(Post was originally published on July 1, 1995. It was updated on April 2, 2011 to include information and videos that were not available in when it was first written. The title has also been revised to open up a new discussion – was the NS Savannah a failure or a successful demonstration of a technology whose time has not quite arrived?)
On Friday, March 23, 1962, the N.S. Savannah became the first nuclear merchant ship at sea. In 1972, after ten years of demonstrations and operations, she was laid up in an effort to reduce spending by the Maritime Administration.
In the lore of the nuclear industry, her early retirement proved that nuclear power was not a viable option for commercial shipping. Once again, Atomic Insights will discuss why we believe that the conventional wisdom is wrong.
Savannah’s Planned Mission
Most people who are aware of the experiment do not understand what the N.S. Savannah was designed to do. Her planned mission was to prove to the world that the United States was committed to the proposition of using atomic power for peace and to show that a nuclear reactor could be used to power a commercial ship. She was never intended to be profitable. The details of Savannah’s design and operational history offer some valuable lessons for future nuclear ship programs.

- **Problems**
1 > In the article on the N.S. Savannah, in what year was the ship laid up?
2 > List every date or year that appears in the article on the N.S. Savannah.
3 > Extend the N.S. Savannah article past its final sentence.

- **Extracted information**
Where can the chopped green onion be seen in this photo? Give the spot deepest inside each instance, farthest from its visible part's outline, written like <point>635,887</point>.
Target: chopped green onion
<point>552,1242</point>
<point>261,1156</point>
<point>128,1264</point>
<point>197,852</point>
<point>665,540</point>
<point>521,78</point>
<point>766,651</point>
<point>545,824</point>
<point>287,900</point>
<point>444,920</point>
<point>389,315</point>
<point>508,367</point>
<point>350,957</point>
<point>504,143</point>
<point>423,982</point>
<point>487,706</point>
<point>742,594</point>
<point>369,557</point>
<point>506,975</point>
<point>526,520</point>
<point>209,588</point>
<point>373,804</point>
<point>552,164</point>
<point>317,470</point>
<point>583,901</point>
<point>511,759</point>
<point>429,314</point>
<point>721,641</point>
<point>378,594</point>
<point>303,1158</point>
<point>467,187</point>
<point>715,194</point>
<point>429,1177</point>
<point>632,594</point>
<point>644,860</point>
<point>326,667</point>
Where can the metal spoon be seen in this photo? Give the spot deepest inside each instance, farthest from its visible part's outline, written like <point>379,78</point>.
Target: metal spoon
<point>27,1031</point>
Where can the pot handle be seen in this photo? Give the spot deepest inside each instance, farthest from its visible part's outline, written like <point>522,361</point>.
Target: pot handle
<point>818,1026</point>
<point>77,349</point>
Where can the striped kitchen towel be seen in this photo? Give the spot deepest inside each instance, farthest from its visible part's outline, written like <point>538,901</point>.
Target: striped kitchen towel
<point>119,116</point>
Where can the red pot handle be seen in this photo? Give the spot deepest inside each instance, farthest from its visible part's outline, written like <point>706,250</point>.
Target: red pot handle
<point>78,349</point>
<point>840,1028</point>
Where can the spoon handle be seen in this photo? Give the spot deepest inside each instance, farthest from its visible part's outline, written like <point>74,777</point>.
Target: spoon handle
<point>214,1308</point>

- **Per-task answers**
1 > 1972

2 > July 1, 1995; April 2, 2011; Friday, March 23, 1962; 1972

3 >
Update: (Added April 2, 2011) In the second of the news clips in the below video, you will hear the specific statement made that the ship was never intended to be an economic commercial proposition. Even when the ship was being launched, American taxpayers were informed that she was conceived and built to be a pioneer. At that time, people were comfortable with the idea that governments sometimes invest in new ideas and new demonstrations of technology.
End Update:
By technical measures, the ship was a success. She performed well at sea, her safety record was impressive, her fuel economy was unsurpassed and her gleaming white paint was never smudged by exhaust smoke.
A Lady at Sea
Savannah was visually impressive. Her hull was streamlined, looking more like a luxury yacht than a bulk cargo vessel. Even her cargo handling equipment was designed to look good. Maritime historians often comment that she was “the prettiest merchant ship ever built.”
Her interior was also not typical of bulk freighters; she was endowed with 30 air conditioned staterooms, each with an individual bath, a dining facility that could seat 100 passengers, a lounge that could double as a movie theater, a veranda, a swimming pool and a well stocked library.
She was a fast ship with incredible range. With her 20,000 horsepower nuclear engine her top speed was 23 knots. Savannah was capable of circling the earth 14 times at 20 knots without refueling.
Savannah was not well endowed with cargo space. Her holds could accommodate just 8,500 tons of freight in a total space of 652,000 cubic feet. Many of her competitors were able to transport several times as much cargo. Her streamlined hull made loading the forward holds a labor intensive proposition, which became a significant disadvantage as ports became more and more automated.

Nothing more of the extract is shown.